WORK TO DO:
Update the entries below, starting at the line that has "row: white lamp base" and stopping at the end of the entries, by changing "framed beach artwork" to "framed seaside painting" and keeping everything else the same. Give back only those lines, without the pictures.

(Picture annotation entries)
▼

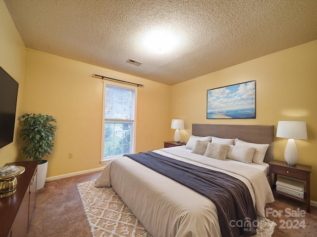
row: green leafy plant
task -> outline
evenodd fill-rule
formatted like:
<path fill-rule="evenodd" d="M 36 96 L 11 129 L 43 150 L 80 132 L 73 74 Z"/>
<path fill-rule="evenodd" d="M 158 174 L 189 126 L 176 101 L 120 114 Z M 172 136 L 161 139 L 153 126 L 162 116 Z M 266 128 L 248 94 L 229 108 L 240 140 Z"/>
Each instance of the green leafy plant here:
<path fill-rule="evenodd" d="M 44 156 L 51 154 L 53 150 L 55 137 L 56 119 L 50 115 L 40 114 L 25 114 L 21 117 L 20 137 L 23 138 L 25 146 L 22 149 L 26 158 L 33 158 L 42 163 Z"/>

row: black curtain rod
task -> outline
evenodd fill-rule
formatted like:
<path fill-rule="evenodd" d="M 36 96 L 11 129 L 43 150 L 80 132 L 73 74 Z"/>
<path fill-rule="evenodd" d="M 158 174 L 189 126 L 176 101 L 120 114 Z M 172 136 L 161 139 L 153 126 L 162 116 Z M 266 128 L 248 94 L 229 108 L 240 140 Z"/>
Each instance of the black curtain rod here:
<path fill-rule="evenodd" d="M 93 74 L 93 76 L 95 76 L 95 77 L 99 77 L 100 78 L 101 78 L 101 79 L 103 80 L 104 79 L 104 78 L 106 78 L 107 79 L 110 79 L 110 80 L 116 80 L 117 81 L 120 81 L 121 82 L 127 83 L 128 84 L 131 84 L 132 85 L 136 85 L 136 86 L 137 86 L 138 87 L 139 87 L 139 86 L 141 86 L 142 87 L 144 87 L 144 85 L 142 85 L 141 84 L 137 84 L 136 83 L 130 82 L 129 81 L 125 81 L 124 80 L 118 80 L 118 79 L 114 79 L 113 78 L 107 78 L 107 77 L 105 77 L 104 76 L 96 75 L 96 74 Z"/>

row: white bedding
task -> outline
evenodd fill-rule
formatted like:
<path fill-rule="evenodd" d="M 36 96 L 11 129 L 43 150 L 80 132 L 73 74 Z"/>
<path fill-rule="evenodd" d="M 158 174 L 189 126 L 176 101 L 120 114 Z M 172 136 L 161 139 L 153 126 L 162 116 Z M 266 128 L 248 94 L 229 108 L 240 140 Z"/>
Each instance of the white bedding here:
<path fill-rule="evenodd" d="M 242 180 L 260 216 L 265 204 L 274 200 L 262 168 L 207 158 L 184 147 L 154 152 Z M 109 162 L 96 185 L 111 186 L 153 237 L 221 236 L 216 209 L 209 199 L 127 157 Z"/>

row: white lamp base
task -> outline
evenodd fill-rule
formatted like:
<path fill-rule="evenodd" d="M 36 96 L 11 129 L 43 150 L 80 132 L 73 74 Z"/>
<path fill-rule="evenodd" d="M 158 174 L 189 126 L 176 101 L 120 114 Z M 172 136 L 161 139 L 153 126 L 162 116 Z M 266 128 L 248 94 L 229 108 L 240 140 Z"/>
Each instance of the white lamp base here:
<path fill-rule="evenodd" d="M 179 142 L 180 141 L 180 134 L 179 133 L 179 130 L 178 129 L 176 129 L 175 131 L 174 141 L 175 141 L 175 142 Z"/>
<path fill-rule="evenodd" d="M 290 138 L 287 141 L 285 151 L 284 153 L 284 158 L 287 164 L 295 165 L 298 161 L 298 152 L 294 139 Z"/>

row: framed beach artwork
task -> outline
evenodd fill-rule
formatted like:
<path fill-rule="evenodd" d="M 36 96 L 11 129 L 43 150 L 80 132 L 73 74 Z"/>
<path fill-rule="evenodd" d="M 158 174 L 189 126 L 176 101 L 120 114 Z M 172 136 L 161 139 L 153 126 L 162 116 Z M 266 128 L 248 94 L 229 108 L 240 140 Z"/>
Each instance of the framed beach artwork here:
<path fill-rule="evenodd" d="M 207 118 L 255 118 L 256 81 L 207 90 Z"/>

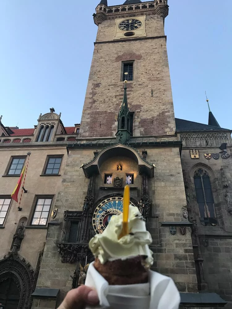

▲

IN RESPONSE:
row: white lamp base
task -> outline
evenodd fill-rule
formatted like:
<path fill-rule="evenodd" d="M 36 96 L 11 129 L 43 150 L 80 132 L 73 74 Z"/>
<path fill-rule="evenodd" d="M 158 174 L 189 126 L 176 101 L 120 114 Z M 172 136 L 161 139 L 153 126 L 162 116 Z M 266 128 L 248 94 L 229 108 L 240 140 Z"/>
Each instance of the white lamp base here:
<path fill-rule="evenodd" d="M 179 142 L 180 141 L 180 134 L 179 133 L 179 130 L 178 129 L 176 129 L 175 131 L 174 141 L 175 141 L 175 142 Z"/>
<path fill-rule="evenodd" d="M 290 138 L 287 141 L 285 151 L 284 153 L 284 158 L 287 164 L 295 165 L 298 161 L 298 152 L 294 139 Z"/>

row: framed seaside painting
task -> outline
evenodd fill-rule
formatted like:
<path fill-rule="evenodd" d="M 36 96 L 11 129 L 43 150 L 80 132 L 73 74 Z"/>
<path fill-rule="evenodd" d="M 158 174 L 189 126 L 176 101 L 120 114 Z M 172 136 L 161 139 L 153 126 L 162 116 Z M 266 128 L 248 94 L 229 108 L 240 140 Z"/>
Each instance of the framed seaside painting here:
<path fill-rule="evenodd" d="M 207 118 L 255 118 L 256 81 L 207 90 Z"/>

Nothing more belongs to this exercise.